Rewrite the stretch from the start of the records through the line containing "x=858, y=489" as a JSON list of strings, one per line, with blank lines omitted. Leave the pictures out of your answer.

(Entries from a pointing dataset)

[start]

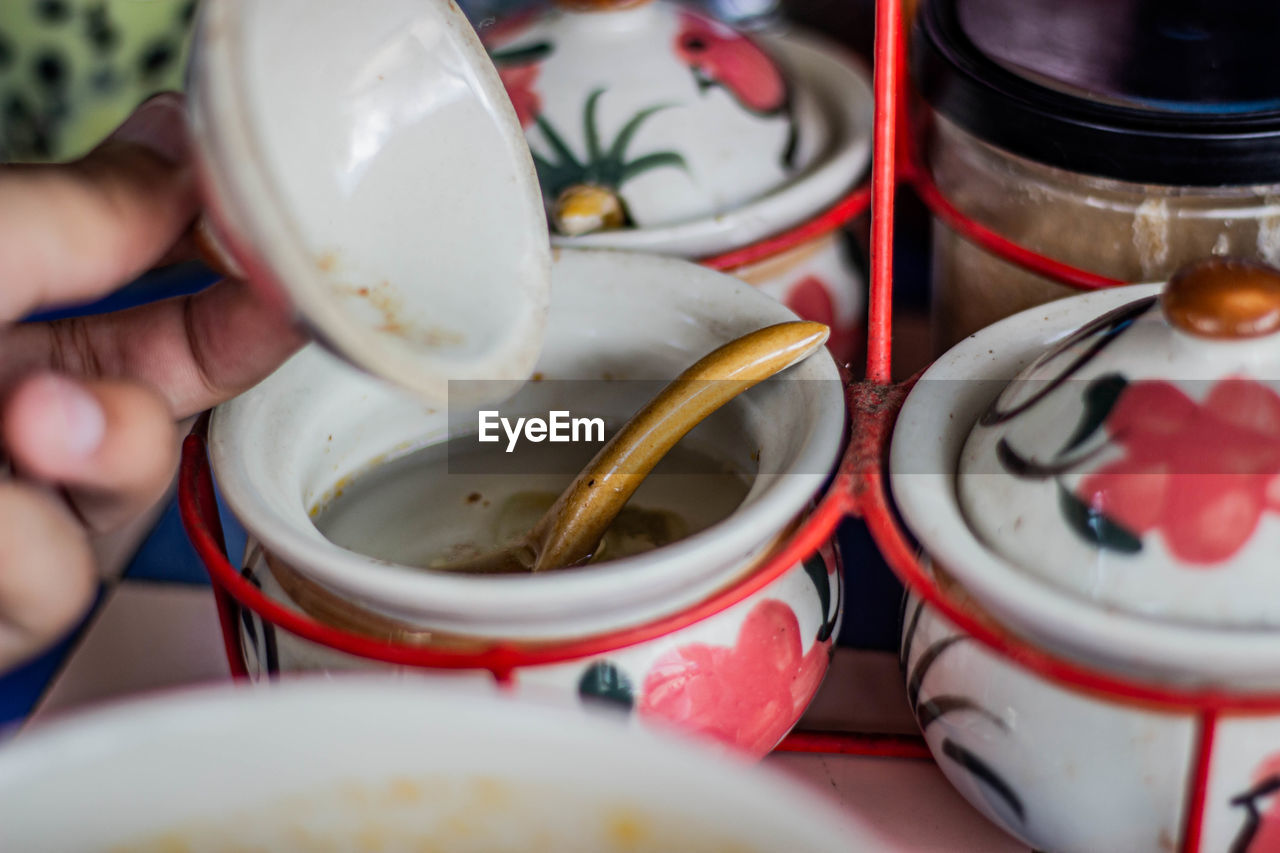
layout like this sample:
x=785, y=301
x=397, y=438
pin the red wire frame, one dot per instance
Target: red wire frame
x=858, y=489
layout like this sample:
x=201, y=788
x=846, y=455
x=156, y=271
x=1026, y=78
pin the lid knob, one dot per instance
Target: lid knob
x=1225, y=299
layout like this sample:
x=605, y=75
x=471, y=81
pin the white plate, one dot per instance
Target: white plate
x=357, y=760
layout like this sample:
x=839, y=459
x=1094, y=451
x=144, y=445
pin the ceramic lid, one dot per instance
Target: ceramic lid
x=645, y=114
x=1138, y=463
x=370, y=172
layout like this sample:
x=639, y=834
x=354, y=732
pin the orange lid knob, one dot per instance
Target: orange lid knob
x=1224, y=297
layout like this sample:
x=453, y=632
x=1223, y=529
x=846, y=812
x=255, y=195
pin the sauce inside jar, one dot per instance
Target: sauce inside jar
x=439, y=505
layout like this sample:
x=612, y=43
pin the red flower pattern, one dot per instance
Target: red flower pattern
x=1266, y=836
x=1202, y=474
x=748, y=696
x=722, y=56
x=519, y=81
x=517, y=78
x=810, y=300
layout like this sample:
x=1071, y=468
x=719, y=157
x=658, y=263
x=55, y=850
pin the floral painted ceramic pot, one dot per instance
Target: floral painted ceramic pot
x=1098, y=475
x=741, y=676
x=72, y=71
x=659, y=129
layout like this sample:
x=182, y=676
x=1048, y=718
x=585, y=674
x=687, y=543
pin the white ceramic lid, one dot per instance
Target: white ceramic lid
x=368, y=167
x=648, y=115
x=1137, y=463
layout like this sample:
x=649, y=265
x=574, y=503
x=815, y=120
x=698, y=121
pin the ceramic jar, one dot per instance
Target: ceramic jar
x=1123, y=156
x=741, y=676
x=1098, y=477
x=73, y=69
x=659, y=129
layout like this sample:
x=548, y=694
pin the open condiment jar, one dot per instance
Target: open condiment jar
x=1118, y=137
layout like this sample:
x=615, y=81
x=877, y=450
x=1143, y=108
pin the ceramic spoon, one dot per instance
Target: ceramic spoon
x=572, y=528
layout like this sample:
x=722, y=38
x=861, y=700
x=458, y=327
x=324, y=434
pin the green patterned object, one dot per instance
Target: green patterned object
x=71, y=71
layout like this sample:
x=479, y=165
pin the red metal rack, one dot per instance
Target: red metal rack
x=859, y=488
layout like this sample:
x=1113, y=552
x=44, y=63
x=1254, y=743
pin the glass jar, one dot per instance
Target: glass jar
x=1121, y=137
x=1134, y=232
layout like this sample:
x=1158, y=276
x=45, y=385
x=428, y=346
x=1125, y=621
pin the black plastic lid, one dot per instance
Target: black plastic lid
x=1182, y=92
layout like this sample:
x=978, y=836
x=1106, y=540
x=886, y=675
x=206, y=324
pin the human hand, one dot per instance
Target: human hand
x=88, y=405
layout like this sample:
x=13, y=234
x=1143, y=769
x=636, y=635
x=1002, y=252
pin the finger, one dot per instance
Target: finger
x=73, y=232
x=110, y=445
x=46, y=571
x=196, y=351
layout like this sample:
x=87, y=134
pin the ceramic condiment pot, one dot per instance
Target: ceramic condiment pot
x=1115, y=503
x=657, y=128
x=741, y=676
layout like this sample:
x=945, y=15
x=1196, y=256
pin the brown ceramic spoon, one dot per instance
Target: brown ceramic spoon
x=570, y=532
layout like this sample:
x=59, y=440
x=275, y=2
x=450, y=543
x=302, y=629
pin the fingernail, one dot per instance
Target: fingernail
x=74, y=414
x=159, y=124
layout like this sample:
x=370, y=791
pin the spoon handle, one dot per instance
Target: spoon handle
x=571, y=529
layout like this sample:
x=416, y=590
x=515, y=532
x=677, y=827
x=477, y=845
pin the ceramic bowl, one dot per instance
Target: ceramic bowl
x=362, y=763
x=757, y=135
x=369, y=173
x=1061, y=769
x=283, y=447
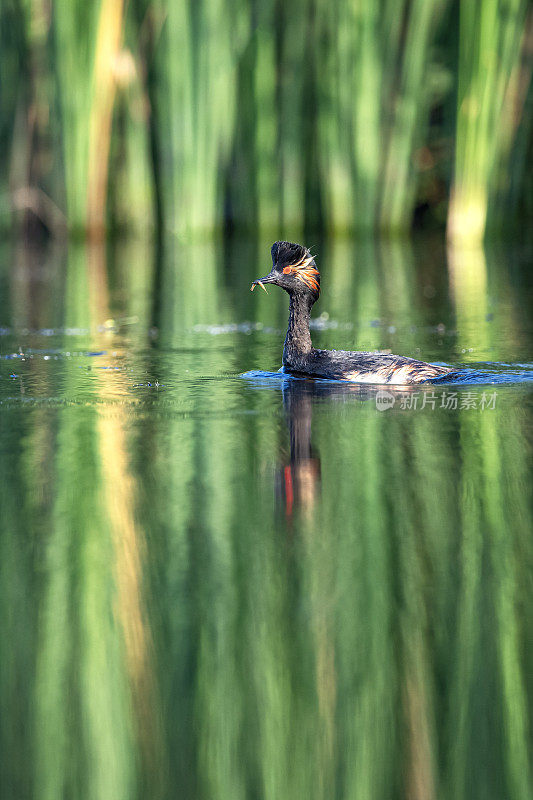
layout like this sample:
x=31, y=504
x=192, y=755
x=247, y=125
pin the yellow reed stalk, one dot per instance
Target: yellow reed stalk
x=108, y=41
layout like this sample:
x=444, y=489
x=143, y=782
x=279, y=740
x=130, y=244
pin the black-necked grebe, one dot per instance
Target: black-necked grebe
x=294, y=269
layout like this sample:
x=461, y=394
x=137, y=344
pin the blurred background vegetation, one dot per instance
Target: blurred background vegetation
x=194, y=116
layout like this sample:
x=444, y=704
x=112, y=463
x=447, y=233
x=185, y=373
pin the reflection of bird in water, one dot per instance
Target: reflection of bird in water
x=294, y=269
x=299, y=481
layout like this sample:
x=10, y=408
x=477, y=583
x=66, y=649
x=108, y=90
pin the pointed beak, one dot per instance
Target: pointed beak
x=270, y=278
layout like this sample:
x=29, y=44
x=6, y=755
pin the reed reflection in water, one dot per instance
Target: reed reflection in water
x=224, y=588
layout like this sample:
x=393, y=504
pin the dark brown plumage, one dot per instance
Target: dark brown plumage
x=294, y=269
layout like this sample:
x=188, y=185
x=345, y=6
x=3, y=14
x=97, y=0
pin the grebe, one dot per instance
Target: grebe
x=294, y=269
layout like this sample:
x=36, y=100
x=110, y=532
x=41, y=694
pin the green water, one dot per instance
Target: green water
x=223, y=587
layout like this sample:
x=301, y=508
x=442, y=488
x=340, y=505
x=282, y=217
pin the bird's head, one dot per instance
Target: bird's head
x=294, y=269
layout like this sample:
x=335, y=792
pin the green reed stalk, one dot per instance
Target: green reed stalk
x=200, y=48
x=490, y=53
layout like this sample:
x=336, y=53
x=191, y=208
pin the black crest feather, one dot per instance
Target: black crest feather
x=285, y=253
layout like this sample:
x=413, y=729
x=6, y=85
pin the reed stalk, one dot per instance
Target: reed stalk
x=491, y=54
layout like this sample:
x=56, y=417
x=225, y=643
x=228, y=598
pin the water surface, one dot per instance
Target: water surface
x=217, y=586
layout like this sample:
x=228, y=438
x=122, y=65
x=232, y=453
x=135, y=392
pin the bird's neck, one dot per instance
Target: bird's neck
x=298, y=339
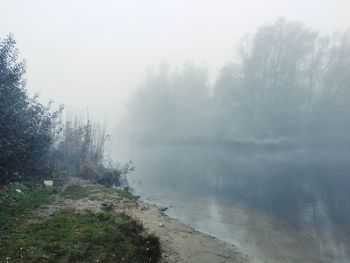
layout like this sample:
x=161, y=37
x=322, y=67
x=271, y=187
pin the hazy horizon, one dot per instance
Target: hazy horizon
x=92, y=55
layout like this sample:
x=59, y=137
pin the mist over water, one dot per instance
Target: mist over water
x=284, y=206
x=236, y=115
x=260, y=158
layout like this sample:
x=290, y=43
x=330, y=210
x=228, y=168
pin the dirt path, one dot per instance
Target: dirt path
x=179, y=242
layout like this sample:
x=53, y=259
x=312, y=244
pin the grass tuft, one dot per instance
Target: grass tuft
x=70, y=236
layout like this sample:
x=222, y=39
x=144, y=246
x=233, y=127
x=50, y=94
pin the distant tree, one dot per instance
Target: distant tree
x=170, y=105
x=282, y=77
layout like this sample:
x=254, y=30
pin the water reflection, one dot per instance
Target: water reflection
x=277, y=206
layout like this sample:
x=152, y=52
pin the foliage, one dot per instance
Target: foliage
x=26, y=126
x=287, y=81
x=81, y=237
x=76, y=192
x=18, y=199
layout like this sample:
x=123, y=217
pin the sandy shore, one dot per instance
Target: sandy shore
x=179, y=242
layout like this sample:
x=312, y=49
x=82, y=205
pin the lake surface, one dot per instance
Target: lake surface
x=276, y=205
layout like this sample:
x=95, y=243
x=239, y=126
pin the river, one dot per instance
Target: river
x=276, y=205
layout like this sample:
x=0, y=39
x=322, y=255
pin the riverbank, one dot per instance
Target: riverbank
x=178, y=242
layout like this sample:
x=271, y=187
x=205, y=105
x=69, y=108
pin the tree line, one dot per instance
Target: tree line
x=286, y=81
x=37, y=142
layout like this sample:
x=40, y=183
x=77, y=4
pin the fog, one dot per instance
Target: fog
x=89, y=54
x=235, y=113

[end]

Finished answer ▸
[
  "layout like this sample:",
  "x=785, y=301",
  "x=397, y=438",
  "pin the red wire frame, one dot per instance",
  "Target: red wire frame",
  "x=858, y=489"
]